___ Records to use ___

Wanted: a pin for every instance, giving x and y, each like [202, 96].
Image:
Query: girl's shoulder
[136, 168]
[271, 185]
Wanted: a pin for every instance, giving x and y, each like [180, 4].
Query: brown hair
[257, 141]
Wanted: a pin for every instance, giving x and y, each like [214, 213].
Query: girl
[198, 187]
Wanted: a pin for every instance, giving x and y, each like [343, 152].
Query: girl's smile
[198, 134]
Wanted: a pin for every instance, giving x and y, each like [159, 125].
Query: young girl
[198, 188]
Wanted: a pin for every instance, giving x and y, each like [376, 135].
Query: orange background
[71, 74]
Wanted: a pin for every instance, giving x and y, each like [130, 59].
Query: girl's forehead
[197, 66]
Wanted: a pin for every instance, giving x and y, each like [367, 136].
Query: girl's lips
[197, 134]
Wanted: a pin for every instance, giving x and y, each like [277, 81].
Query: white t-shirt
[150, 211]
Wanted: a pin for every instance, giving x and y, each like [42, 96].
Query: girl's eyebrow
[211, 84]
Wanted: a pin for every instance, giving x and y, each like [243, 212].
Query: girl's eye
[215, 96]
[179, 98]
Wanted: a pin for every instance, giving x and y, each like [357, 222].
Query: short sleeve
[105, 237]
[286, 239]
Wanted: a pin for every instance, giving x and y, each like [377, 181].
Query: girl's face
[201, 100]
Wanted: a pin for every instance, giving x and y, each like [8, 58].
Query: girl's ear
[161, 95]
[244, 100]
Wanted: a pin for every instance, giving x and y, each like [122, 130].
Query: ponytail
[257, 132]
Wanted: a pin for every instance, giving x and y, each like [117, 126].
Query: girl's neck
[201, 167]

___

Work instructions →
Scale the rows that begin at the line containing "like [117, 126]." and run to the end of the rows. Repeat every line, requests included, and multiply each x and y coordinate in the answers by 2.4, rounding to whole numbers with halves going up.

Task answer →
Wanted: a pin for every instance, giving x and y, each like [117, 126].
Query: girl's neck
[482, 401]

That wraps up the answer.